(Records for this exercise begins)

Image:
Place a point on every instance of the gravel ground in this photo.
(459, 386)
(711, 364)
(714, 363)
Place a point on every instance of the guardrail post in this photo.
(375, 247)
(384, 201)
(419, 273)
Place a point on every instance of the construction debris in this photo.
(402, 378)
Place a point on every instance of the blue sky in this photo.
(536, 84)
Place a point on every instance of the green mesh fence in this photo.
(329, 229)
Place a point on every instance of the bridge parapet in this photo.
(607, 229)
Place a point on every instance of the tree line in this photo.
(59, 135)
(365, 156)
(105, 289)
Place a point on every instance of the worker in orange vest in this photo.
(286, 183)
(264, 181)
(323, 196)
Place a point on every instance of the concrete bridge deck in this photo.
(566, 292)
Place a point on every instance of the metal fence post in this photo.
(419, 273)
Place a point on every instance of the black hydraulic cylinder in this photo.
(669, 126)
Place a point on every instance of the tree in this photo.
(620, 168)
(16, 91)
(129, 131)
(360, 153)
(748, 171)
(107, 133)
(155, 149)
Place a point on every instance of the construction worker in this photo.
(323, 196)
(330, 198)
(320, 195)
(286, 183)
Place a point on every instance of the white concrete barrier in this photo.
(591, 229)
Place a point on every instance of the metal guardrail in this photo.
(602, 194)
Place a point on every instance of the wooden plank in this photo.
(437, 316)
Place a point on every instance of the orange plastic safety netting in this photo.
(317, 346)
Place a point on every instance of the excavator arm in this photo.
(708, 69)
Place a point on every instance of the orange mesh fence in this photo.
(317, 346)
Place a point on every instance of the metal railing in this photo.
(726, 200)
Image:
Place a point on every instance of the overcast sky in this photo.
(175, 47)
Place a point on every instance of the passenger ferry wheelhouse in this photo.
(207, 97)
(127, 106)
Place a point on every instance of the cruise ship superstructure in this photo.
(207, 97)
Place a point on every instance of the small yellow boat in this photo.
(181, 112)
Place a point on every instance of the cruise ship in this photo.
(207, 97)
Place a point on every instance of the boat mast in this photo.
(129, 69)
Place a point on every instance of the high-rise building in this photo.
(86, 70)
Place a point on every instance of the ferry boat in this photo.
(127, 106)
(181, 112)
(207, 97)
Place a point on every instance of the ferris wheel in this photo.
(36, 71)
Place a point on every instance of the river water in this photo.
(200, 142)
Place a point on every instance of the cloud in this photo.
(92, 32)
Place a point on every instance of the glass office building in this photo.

(Records for this exercise ends)

Work order:
A verbatim copy of all the records is to be produced.

Answer box:
Image:
Place a point on every instance of the gravel ground in this photo.
(459, 386)
(711, 364)
(714, 363)
Place a point on every instance of the guardrail post in this photo.
(375, 247)
(384, 201)
(419, 273)
Place a point on every instance of the construction debris in this photo.
(402, 378)
Place a point on every instance of the blue sky in this photo.
(536, 84)
Place a point on every instance of the green mesh fence in this photo.
(329, 229)
Place a point on every instance of the bridge parapet in this photo.
(607, 229)
Place a point on every instance of the tree line in this photo.
(59, 135)
(365, 156)
(105, 289)
Place a point on every instance of the worker in orange vest in this photo.
(286, 183)
(264, 181)
(323, 196)
Place a point on every instance of the concrete bridge deck in this photo.
(566, 292)
Place a point on every instance of the metal fence post in this photo.
(419, 273)
Place a point on every instance of the black hydraulic cylinder in this photo.
(669, 126)
Place a point on every instance of the tree in this photo.
(620, 168)
(16, 91)
(129, 131)
(360, 153)
(748, 171)
(107, 133)
(155, 149)
Place a point on every instance of the construction worker in this photo.
(323, 196)
(330, 198)
(320, 195)
(286, 183)
Place a point on every instance of the white concrete barrier in this photo.
(591, 229)
Place a point on every instance of the metal guardrail in this photo.
(602, 194)
Place a point on every instance of the wooden plank in this photo.
(437, 316)
Place a point on every instance of the orange plastic safety netting in this photo.
(317, 346)
Place a point on every instance of the excavator arm in this photo.
(708, 69)
Place a point on every instance of the orange mesh fence in this photo.
(317, 346)
Place a point on every instance of the metal railing in this photo.
(726, 200)
Image:
Place a point on every instance of the overcast sky in this photo.
(175, 47)
Place a point on every instance of the passenger ferry wheelhouse in this photo.
(207, 97)
(127, 106)
Place a point on every instance of the cruise ship superstructure in this photo.
(207, 97)
Place a point on every instance of the small yellow boat in this photo.
(181, 112)
Place a point on every instance of the cruise ship in this photo.
(207, 97)
Place a point on every instance of the boat mast in this photo.
(129, 69)
Place a point on every instance of the high-rise building in this photo.
(86, 70)
Place a point on every instance of the ferry boat in this photo.
(127, 106)
(181, 112)
(207, 97)
Place a point on every instance of the ferris wheel in this photo.
(36, 71)
Place a point on every instance of the river water in this photo.
(200, 142)
Place a point on every instance of the cloud in this photo.
(92, 32)
Place a point on every instance of the glass office building in this photo.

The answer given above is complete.